_EXCERPT_
I’m actually here to talk about the remarkable collection of rare books that Campbell-Pretty, 70, and fellow philanthropist Helen Sykes, 66, are helping the State Library Victoria purchase. But as we enter the foyer of her heritage-listed, 1855-built home in East Melbourne, it’s impossible to escape the topic of fashion. In front of us stands a handful of gowned mannequins, like a headless posse of stiff ladies gathering for a ball. She rattles off the designers – Toni Maticevski, Stella McCartney, Oscar de la Renta – but it’s like she’s speaking another language. Disdain flits across her face when I inquire whether these might become part of the National Gallery of Victoria’s collection (Campbell-Pretty, one of the world’s most significant fashion collectors, has gifted the gallery 350 garments since 2015). “Oh no, these are not worthy of the NGV,” she says, tut-tutting my sartorial ignorance. “They are all ready-to-wear. So not particularly special, but, you know, they look good.”
We embark on a tour of the Italianate boom-style mansion, which was owned by nuns for most of the last century. When Campbell-Pretty and her late husband Harold removed some of the nuns’ interior-design work (orange shag-pile carpets! vinyl wood panelling!) many of the original features – the stained glass, parquetry floors, tiles – were remarkably intact. The couple once used the mansion as the corporate headquarters for their management consultancy, Campbell Pretty Research & Strategy, which boasted clients such as IBM, Compaq and Ford, and was sold in 2002. (The “cash cow” of the company was the market research arm, says Campbell-Pretty, who was a social worker before marrying Harold.)
The couple once funded bus trips into the NGV for children from regional areas, but since Harold’s unexpected death in 2014, Campbell-Pretty has taken things to a whole new level with her gifts to the NGV and the State Library. Sometimes she visits her husband’s grave to tell him how she’s spending their fortune. She’s a big believer in giving your money away while you are alive and wishes they’d given more away sooner.
“Because you never know what’s going to happen. I tell people that all the time and they don’t listen,” says Campbell-Pretty, who has two adult children and two grandchildren.
We pass a small room containing a rack full of identical-looking fawn puffer jackets and head out the back, where a modern extension looks on to a pool. Campbell-Pretty turns off federal parliament’s Question Time on the television. Two dolls are propped on the couch – a mini Barack and Michelle Obama – gifts from friends recently returned from the US. “It’s a right-wing country. We should just understand that and we wouldn’t get so upset,” Campbell-Pretty says, reflecting on the current state of American politics.
We return to the historic wing and sit on two gold-trimmed chairs facing a bay window. Outside, a rough downpour lays siege to the forecourt pond. Campbell-Pretty explains that it was a special handbag that led her to underwriting the Women Writers Fund, which was set up in 2021 to fill holes in the State Library’s rare book collection. At a London auction in 2018, Campbell-Pretty came across a silk purse called a “slave bag”. Dated around 1826, the dainty piece bore a picture of a West Indies slave woman and her child, and was made by middle-class British women in local, anti-slavery ladies’ societies. They distributed them to the aristocracy as a form of political statement. The bag captivated Campbell-Pretty, who bought it for about $15,000 and gave it to the NGV.

_WRITTEN EXERCISE_
Write a continuation of the article about Campbell-Pretty, picking up after its final sentence. The data that comes next is separate from the article about Campbell-Pretty.

_DATA LINES_
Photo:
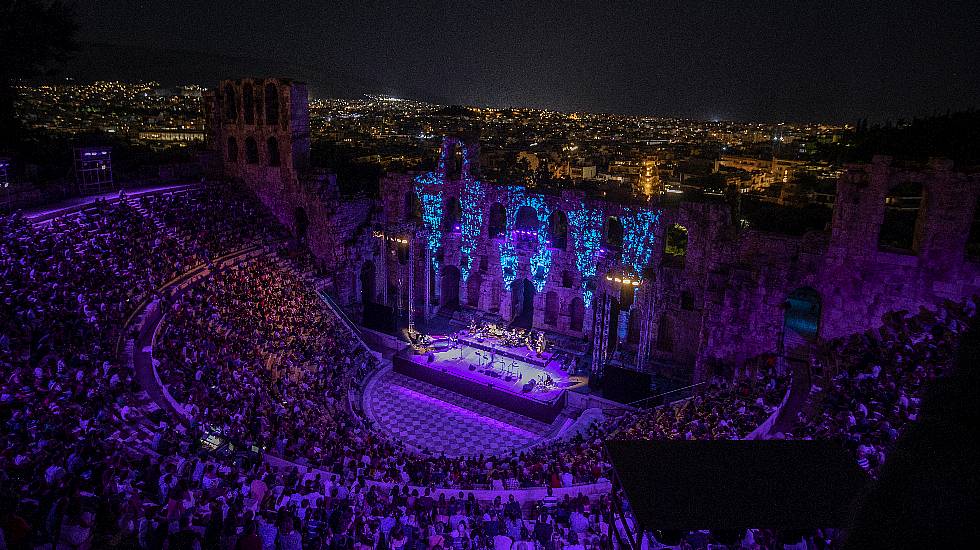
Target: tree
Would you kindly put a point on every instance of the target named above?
(34, 35)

_WRITTEN ANSWER_
The bag piqued her interest in women’s activism and her focus then jumped a few decades to the guerilla-like campaign of the British suffragettes, who won women universal voting rights in 1928 (South Australia, in a world-first, had beaten them to it in 1894). She became one of Australia’s foremost collectors and experts in suffragette materials and donated her collection – hunger-strike medals, board games, sashes, pins – to the NGV. But, looking for a more appropriate home for her suffragette newspaper collection spanning 1907-1908, she approached the library in late 2020.
As a collection, these items begin to create a parallel history, one often devalued and forgotten in the mists of time.
The library took the newspapers and Campbell-Pretty asked if they had a women’s fund for buying up neglected areas of women’s writing, history and achievement. They were working on it, they said. In mid-2021, the library came back to Campbell-Pretty with the idea of a Women Writers Fund and then went on to secure the support of another Melbourne philanthropist, Helen Sykes.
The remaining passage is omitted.